Request: Rewrite the records below from the start through the line holding "1071,189,1163,227", inclusive, keeping every request. Multiply each box coordinate in the answers by 1.35 and round to whole numbers, with halves rounding up, but leave the numbers in the requests and their format samples as they are.

---------- Given records ----------

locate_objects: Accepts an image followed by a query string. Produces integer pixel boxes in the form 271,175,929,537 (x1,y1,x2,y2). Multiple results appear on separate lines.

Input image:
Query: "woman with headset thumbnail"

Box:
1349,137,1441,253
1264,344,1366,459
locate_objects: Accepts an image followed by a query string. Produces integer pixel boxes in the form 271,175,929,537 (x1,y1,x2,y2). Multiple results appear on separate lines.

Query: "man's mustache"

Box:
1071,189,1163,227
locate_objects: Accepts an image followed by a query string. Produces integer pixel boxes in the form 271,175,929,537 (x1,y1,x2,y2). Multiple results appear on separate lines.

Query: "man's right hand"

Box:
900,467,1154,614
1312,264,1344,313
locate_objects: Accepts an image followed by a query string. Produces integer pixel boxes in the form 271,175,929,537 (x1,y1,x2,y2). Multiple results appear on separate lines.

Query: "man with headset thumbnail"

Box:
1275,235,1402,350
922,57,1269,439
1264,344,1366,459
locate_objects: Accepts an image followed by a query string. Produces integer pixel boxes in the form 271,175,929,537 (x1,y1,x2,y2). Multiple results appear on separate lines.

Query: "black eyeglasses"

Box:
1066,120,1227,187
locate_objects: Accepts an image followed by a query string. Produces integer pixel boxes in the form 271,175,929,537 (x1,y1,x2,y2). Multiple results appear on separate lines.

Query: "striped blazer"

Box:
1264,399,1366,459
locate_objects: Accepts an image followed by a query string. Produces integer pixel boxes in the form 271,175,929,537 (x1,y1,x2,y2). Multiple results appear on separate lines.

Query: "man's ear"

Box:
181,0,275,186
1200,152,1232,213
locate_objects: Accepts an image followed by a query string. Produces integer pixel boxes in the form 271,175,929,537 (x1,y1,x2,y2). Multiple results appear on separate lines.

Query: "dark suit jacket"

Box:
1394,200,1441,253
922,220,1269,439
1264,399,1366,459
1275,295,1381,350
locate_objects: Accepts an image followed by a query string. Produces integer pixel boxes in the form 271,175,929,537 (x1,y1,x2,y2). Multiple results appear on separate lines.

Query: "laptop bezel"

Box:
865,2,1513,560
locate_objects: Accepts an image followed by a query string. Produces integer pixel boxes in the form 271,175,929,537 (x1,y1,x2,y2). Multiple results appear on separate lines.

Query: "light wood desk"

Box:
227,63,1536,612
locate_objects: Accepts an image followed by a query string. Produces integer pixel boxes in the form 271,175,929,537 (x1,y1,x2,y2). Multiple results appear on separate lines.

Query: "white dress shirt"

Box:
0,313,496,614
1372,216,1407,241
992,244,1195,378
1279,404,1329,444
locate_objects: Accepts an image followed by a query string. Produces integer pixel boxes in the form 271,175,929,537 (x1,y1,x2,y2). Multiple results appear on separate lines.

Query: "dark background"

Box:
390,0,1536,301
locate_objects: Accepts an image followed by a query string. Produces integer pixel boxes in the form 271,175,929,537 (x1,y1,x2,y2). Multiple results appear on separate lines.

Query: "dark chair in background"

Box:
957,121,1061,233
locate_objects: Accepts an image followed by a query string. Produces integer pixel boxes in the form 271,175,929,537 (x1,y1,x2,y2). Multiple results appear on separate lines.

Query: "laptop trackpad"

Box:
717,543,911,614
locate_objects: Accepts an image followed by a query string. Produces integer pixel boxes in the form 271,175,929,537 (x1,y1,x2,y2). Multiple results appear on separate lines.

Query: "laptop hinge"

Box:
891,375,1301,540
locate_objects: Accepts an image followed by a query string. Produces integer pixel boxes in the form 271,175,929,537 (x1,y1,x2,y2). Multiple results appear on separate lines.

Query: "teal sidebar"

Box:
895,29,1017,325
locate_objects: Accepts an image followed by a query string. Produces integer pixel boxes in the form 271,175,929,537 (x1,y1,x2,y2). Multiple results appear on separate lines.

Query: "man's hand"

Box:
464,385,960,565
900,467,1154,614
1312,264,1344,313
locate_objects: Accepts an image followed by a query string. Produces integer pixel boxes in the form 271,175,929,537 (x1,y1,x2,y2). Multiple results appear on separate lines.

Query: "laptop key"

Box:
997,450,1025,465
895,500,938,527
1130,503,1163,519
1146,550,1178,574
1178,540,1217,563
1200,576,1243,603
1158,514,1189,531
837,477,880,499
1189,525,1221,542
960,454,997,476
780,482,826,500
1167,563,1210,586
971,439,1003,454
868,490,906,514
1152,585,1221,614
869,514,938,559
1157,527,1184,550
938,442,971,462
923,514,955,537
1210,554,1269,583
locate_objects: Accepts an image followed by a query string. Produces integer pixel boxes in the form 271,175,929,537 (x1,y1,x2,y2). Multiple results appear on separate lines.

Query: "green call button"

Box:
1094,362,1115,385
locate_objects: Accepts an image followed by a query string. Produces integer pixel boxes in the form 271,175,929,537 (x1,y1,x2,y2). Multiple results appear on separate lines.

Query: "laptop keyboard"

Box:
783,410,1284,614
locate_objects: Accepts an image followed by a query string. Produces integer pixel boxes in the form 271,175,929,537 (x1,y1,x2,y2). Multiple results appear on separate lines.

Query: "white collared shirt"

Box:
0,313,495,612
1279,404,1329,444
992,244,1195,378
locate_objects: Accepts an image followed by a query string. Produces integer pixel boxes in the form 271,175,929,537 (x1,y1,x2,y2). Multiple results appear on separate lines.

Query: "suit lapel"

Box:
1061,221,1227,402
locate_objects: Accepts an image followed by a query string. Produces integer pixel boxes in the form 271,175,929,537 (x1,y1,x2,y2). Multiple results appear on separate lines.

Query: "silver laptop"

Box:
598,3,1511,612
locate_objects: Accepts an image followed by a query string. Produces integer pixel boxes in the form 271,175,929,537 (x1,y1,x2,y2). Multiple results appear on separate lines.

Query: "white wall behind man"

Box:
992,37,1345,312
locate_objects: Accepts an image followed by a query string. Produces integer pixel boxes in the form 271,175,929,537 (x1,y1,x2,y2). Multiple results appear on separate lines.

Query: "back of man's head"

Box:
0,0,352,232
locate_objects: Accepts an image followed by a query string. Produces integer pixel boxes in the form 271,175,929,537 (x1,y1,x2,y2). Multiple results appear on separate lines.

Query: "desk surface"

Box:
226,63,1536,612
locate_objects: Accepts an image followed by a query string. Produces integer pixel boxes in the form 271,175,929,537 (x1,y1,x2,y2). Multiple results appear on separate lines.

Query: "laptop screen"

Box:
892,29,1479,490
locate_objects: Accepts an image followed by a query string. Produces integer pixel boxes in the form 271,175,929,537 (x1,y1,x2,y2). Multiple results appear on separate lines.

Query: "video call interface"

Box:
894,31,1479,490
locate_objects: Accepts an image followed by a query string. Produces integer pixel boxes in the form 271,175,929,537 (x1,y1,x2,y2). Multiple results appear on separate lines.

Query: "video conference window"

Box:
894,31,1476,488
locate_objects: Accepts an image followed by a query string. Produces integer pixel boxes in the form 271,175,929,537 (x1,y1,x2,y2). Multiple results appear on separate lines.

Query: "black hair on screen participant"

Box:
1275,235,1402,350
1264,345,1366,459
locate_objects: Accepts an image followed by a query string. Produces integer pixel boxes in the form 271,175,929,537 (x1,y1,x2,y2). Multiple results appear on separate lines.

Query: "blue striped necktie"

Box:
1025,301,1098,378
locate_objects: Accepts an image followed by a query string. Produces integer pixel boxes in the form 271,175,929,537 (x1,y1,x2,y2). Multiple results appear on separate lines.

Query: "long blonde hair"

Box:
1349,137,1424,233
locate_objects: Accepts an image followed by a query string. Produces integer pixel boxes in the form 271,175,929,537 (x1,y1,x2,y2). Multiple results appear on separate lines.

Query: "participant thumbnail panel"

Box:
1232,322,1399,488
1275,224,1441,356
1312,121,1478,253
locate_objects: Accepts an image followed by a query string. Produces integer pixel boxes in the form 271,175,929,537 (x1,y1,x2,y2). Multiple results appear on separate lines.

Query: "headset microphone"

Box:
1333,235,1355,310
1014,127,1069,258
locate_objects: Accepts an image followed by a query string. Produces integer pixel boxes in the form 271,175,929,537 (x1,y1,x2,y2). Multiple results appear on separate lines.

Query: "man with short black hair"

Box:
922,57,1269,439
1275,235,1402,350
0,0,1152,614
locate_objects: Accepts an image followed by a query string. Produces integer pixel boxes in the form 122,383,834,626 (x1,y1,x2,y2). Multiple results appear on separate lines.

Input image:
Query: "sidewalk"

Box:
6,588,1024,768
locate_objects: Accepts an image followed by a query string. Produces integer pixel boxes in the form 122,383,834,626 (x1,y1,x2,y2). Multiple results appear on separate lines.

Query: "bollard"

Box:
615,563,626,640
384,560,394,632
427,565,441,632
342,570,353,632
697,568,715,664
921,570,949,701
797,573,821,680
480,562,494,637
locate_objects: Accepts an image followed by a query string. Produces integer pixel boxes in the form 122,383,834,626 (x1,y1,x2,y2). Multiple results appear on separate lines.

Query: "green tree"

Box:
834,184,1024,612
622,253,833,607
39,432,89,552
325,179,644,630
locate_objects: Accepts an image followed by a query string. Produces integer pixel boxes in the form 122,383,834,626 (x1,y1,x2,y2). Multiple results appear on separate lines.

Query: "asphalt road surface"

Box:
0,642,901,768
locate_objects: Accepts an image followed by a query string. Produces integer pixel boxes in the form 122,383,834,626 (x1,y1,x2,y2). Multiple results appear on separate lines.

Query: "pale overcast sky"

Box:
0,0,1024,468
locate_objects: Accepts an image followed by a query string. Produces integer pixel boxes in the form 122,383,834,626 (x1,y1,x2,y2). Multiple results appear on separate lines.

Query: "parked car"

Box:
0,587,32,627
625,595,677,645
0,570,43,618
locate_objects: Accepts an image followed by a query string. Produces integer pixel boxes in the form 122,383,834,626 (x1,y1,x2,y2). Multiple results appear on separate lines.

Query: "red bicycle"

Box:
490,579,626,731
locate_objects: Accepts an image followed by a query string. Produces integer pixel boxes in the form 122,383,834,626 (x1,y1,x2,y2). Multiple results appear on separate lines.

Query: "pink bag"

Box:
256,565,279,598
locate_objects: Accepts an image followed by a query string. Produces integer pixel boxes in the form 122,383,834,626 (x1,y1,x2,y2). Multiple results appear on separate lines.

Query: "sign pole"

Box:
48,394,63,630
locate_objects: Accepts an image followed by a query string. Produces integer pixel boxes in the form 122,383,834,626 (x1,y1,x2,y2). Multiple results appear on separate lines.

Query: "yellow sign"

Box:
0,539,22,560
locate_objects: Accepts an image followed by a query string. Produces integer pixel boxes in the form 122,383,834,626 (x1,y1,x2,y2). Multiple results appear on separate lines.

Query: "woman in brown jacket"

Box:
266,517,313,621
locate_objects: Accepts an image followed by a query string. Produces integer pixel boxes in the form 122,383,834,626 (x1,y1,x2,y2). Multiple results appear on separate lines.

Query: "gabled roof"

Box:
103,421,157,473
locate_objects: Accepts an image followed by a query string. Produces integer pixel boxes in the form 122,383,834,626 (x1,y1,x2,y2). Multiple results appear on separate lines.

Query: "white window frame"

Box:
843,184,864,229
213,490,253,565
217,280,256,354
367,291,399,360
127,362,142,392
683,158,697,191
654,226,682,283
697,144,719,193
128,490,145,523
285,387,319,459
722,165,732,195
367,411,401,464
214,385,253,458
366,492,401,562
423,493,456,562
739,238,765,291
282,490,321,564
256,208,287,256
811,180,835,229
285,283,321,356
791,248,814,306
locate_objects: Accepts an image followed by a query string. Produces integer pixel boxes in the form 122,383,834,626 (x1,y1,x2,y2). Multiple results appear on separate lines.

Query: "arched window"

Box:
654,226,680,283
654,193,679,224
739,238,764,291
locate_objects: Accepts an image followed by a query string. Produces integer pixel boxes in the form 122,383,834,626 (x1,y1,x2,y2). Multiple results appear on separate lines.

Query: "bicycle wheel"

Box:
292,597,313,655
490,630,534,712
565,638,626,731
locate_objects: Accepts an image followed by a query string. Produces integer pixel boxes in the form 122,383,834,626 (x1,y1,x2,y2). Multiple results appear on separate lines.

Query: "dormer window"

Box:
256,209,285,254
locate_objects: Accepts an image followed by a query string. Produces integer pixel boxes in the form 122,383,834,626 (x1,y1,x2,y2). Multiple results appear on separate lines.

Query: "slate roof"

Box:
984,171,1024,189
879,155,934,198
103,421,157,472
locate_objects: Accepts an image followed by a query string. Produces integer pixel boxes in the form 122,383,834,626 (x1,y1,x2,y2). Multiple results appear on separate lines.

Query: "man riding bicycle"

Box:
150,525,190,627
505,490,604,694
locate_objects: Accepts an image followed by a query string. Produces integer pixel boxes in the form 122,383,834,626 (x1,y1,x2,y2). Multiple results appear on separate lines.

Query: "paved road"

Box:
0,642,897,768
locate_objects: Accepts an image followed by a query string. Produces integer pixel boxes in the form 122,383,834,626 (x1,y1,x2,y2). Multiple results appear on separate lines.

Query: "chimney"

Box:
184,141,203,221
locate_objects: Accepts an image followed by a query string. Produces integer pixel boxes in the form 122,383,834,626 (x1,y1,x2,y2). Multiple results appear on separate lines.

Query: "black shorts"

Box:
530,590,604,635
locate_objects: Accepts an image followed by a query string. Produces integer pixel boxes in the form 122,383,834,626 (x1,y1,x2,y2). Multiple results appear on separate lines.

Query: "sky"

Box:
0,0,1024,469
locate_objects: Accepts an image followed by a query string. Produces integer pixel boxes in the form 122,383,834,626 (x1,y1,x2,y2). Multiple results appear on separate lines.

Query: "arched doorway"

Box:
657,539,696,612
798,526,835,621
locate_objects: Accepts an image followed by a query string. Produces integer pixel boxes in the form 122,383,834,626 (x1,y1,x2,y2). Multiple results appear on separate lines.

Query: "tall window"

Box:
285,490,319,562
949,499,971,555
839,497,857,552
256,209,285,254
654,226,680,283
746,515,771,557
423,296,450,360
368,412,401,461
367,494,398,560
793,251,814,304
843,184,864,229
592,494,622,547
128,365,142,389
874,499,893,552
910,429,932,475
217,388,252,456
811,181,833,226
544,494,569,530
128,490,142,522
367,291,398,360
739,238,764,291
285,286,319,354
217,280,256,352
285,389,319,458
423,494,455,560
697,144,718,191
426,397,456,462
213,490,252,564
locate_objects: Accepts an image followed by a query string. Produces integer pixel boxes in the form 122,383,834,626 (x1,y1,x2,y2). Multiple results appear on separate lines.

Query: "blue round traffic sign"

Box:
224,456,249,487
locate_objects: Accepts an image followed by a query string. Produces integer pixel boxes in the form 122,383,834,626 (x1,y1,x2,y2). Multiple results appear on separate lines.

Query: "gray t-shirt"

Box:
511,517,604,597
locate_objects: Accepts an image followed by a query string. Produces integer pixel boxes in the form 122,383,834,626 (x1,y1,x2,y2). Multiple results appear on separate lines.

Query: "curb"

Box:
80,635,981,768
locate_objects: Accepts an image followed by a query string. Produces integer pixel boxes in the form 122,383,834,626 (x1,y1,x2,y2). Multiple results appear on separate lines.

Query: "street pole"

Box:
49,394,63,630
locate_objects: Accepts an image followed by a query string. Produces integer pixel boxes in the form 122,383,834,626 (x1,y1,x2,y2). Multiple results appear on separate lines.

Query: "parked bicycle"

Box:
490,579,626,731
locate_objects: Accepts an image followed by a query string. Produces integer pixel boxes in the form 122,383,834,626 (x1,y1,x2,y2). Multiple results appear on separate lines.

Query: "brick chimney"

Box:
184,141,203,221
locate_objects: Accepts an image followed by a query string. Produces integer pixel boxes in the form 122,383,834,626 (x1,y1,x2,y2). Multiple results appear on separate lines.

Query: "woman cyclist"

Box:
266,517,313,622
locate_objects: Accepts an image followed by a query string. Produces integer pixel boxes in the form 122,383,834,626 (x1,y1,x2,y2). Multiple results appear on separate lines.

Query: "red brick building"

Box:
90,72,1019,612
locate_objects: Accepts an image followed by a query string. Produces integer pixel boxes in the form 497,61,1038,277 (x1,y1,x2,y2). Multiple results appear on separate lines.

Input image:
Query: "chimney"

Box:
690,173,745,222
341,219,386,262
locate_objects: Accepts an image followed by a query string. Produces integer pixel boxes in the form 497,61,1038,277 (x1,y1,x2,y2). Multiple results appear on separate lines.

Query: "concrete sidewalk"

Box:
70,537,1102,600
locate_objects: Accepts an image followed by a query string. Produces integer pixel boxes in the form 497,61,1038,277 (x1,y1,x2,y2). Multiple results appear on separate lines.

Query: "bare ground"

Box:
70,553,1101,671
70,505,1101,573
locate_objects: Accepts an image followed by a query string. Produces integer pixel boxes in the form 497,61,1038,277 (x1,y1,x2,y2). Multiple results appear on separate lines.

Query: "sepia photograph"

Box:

----------

Right answer:
locate_objects: Accepts an image followed by a query string. Produces integer pixel boxes in the form 271,175,929,537 (x1,y1,x2,y2). Multiple results appear on separate lines.

Input image:
Query: "woman with headset thumbnail"

Box:
1821,185,1945,342
1706,464,1844,620
locate_objects: Accepts an image followed by a query string. Produces integer pixel boxes in the form 271,175,929,537 (x1,y1,x2,y2). Multiple results appear on separate lines.

Query: "man's mustache"

Box:
1446,255,1570,306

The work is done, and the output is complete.